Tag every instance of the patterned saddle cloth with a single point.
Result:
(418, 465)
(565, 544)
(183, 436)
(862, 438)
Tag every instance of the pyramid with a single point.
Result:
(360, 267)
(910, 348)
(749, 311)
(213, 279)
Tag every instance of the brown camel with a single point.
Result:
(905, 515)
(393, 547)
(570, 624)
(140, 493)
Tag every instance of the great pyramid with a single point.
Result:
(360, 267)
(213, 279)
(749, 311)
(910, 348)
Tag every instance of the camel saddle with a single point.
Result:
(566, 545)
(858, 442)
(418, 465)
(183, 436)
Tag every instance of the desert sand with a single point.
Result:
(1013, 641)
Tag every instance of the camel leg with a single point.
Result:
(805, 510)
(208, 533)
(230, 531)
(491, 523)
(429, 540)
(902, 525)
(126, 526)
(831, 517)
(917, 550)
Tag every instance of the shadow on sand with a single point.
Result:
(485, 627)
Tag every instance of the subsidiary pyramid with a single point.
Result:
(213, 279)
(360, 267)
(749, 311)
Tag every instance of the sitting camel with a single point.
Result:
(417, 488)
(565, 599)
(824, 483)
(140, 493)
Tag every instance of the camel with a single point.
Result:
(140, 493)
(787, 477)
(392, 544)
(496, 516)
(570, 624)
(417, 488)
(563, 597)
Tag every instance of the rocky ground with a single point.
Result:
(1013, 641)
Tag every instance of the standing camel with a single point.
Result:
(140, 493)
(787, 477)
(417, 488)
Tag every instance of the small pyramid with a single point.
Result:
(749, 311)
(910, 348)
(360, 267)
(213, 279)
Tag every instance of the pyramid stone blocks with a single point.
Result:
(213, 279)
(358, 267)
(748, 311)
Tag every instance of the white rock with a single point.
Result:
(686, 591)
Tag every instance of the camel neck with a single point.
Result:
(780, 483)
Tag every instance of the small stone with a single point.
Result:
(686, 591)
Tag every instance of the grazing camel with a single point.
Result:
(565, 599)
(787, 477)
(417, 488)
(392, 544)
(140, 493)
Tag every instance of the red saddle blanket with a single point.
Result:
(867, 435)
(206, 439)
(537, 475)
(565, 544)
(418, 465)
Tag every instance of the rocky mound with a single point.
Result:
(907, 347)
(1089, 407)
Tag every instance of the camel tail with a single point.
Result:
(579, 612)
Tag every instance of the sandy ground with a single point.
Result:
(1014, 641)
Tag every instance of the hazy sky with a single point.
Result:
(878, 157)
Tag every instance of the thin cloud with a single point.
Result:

> _Exercise instructions_
Please convert the lines into a JSON list of strings, one per line, starting at the line containing "Tag every instance of the rocky mound" and ending at the last line of the entries. Leave out any blank lines.

> _Answer_
[
  "Tag every instance of the rocky mound with a single point.",
  "Result:",
  "(907, 347)",
  "(1089, 407)",
  "Tag every instance of the camel tail with a single point.",
  "Result:",
  "(579, 612)",
  "Tag every instance of the sandy ground with a single point.",
  "Result:",
  "(1014, 641)",
  "Tag every instance of the hazy sky with a single point.",
  "Result:",
  "(878, 157)",
  "Tag every instance of the thin cloud with a single point.",
  "Result:"
]